Exercise instructions: Please copy the data below word for word, from its first line through the line containing "M164 145L237 148L232", and leave the pictures out.
[Begin Stored rows]
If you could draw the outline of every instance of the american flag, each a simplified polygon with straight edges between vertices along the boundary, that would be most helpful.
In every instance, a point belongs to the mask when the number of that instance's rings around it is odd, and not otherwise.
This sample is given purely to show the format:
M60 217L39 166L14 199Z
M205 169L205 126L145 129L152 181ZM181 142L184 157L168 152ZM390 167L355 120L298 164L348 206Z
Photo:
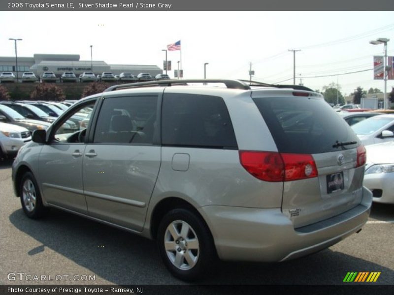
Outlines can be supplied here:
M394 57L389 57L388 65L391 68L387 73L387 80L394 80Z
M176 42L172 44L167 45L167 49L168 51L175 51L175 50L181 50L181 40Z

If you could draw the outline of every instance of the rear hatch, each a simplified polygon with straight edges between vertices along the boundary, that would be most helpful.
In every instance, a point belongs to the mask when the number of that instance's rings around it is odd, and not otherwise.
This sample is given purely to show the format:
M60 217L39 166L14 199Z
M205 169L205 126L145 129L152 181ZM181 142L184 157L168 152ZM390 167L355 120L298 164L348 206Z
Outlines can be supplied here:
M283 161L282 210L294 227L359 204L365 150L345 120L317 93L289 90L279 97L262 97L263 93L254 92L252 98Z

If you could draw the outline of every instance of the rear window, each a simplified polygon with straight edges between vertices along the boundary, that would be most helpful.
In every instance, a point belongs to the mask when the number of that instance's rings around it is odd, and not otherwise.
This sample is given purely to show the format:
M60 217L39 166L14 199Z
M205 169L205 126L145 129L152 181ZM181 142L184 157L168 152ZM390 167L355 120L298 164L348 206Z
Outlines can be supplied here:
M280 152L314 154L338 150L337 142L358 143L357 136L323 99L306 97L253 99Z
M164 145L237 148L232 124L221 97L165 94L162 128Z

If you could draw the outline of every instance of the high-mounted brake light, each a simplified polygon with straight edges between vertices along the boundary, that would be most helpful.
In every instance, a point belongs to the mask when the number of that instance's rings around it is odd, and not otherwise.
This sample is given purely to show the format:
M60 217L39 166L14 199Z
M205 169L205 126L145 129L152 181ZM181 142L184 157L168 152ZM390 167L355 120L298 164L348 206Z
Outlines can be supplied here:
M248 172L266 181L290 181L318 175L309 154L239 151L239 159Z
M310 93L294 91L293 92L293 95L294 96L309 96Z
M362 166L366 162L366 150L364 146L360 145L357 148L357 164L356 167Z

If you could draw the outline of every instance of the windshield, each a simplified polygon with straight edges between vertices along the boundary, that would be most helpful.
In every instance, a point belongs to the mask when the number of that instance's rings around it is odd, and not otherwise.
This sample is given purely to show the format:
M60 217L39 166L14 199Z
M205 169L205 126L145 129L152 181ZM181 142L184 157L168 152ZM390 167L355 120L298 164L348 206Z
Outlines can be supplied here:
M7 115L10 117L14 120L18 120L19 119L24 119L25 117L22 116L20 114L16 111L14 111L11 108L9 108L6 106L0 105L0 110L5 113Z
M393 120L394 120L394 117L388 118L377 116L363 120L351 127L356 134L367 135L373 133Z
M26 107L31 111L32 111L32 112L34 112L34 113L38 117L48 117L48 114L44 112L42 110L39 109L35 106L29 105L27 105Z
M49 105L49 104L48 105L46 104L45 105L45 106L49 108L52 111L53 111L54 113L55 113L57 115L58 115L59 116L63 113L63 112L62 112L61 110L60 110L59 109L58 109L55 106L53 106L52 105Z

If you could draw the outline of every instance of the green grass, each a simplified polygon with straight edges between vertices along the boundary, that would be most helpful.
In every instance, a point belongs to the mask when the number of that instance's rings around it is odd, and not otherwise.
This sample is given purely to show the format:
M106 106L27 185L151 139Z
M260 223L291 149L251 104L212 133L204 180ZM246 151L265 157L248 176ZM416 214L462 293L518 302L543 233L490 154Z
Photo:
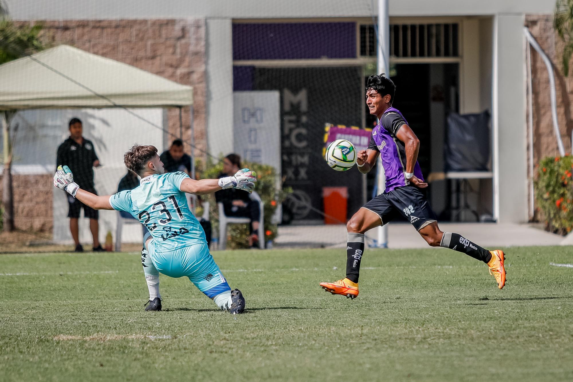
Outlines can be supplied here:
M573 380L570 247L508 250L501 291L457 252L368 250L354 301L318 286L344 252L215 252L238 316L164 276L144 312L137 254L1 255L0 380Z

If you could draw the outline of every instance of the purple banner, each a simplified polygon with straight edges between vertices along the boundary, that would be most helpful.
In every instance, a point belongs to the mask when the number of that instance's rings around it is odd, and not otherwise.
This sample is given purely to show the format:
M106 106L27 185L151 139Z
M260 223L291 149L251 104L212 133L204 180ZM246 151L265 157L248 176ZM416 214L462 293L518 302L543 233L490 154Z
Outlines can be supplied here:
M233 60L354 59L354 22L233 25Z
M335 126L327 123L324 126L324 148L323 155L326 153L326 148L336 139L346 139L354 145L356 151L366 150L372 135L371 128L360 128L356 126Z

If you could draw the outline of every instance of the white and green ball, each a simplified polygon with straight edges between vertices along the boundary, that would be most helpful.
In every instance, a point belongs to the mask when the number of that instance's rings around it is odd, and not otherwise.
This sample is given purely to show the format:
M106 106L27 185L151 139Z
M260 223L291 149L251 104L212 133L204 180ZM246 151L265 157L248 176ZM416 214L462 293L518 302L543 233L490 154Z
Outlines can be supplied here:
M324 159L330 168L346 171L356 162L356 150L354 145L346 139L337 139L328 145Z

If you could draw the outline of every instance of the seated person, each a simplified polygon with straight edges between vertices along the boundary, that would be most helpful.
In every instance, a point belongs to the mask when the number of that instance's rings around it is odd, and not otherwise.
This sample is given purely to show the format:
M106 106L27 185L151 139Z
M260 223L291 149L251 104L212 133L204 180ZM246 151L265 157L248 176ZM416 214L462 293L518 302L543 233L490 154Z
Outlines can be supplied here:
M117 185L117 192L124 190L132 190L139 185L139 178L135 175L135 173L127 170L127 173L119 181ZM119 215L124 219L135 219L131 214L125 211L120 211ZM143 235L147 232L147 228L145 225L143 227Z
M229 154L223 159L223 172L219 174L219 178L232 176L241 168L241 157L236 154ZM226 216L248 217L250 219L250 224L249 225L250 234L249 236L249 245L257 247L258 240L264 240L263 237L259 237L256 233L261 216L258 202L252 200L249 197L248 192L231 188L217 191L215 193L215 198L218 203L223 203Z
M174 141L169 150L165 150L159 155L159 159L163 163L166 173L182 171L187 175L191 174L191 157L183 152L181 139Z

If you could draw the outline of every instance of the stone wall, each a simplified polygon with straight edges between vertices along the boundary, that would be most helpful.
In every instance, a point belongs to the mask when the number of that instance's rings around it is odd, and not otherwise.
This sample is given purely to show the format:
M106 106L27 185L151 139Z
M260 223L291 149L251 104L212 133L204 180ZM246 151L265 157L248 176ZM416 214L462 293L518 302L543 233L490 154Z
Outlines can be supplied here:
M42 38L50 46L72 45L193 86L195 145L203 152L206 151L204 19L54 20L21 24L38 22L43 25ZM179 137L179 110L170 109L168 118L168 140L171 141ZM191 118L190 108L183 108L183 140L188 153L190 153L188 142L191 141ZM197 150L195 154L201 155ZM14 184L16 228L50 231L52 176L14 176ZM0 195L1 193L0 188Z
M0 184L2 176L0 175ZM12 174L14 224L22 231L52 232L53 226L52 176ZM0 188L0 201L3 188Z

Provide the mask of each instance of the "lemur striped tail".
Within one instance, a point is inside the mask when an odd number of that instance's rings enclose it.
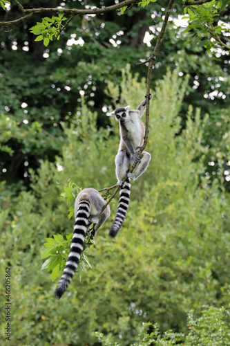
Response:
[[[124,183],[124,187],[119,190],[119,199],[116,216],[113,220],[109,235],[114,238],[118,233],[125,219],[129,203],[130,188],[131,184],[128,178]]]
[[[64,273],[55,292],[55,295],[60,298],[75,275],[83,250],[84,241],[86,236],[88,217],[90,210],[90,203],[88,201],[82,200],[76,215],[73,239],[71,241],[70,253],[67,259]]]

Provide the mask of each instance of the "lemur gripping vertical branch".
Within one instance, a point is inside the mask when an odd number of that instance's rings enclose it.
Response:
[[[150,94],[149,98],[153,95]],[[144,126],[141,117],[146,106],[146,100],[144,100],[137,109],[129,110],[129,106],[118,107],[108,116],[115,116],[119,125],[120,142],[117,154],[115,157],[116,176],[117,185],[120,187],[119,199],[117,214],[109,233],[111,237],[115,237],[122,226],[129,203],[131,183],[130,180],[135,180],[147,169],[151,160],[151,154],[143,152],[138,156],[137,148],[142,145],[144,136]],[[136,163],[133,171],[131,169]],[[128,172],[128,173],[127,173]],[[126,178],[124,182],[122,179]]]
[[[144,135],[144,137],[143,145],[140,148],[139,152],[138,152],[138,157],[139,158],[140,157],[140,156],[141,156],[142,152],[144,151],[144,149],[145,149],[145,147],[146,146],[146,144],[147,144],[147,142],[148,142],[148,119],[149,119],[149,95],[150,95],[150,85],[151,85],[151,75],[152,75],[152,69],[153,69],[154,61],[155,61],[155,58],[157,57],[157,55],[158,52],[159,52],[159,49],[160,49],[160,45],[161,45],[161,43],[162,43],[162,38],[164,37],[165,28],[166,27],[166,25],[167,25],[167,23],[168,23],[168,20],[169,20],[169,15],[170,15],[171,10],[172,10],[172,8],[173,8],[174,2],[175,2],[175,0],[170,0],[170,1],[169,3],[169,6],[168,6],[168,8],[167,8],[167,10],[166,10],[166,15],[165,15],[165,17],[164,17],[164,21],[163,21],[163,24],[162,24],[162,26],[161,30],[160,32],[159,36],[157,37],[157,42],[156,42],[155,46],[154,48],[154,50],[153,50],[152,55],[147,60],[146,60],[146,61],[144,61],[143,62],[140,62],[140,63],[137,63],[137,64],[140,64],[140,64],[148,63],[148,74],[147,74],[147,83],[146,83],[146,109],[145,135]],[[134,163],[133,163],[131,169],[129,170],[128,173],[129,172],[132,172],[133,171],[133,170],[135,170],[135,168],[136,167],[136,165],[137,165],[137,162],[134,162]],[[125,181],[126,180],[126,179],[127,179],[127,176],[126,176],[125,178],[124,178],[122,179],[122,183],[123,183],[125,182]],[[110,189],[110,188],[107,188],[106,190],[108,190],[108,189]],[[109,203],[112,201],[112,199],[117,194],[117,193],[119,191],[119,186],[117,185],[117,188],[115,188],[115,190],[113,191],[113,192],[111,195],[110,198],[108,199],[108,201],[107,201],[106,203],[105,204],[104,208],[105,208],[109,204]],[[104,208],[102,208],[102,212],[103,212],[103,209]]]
[End Stored rows]
Worked solution:
If you could draw the outline of every instance of the american flag, each a simplified polygon with straight edges between vertices along the boundary, that would be most helpful.
In every instance, a point belongs to the mask when the number of that instance's rings around it is odd, and not otherwise.
This sample is given purely to show the format:
M60 217L39 166L14 199Z
M205 169L205 126L145 129L152 181ZM181 142L184 157L168 152ZM390 167L355 120L298 164L348 206Z
Photo:
Outlines can be supplied here:
M394 57L389 57L388 65L391 68L387 73L387 80L394 80Z
M176 42L172 44L167 45L167 49L168 51L175 51L175 50L181 50L181 40Z

If you could draw the outline of every instance of the rear hatch, each a simplified polygon with straight edges between vertices along the boundary, that would be most helpful.
In every instance, a point belongs to the mask when the number of that instance's rings around it is odd, and not otherwise.
This sample is given purely to show the format:
M60 217L39 166L14 199Z
M205 169L205 126L145 129L152 181ZM181 142L184 157L168 152ZM390 167L355 120L298 164L348 206Z
Outlines can be supplied here:
M283 161L282 210L294 227L359 204L365 150L345 120L317 93L289 90L279 97L262 97L263 93L254 92L252 98Z

If you could draw the outline of every instance of the rear window, each a simplified polygon with straight edges between vertices along the boundary, that would be most helpful.
In every instance, a point belongs to the mask when the number of that instance's rings around it is odd, and not otherwise.
This sample is given purely to show the format:
M60 217L39 166L14 199Z
M205 169L205 126L145 129L152 181ZM181 142L184 157L168 152ZM390 167L355 120L298 164L348 206Z
Outlines can be supplied here:
M280 152L314 154L338 150L337 142L358 143L357 136L323 99L306 97L253 99Z
M164 145L237 148L232 124L221 97L165 94L162 128Z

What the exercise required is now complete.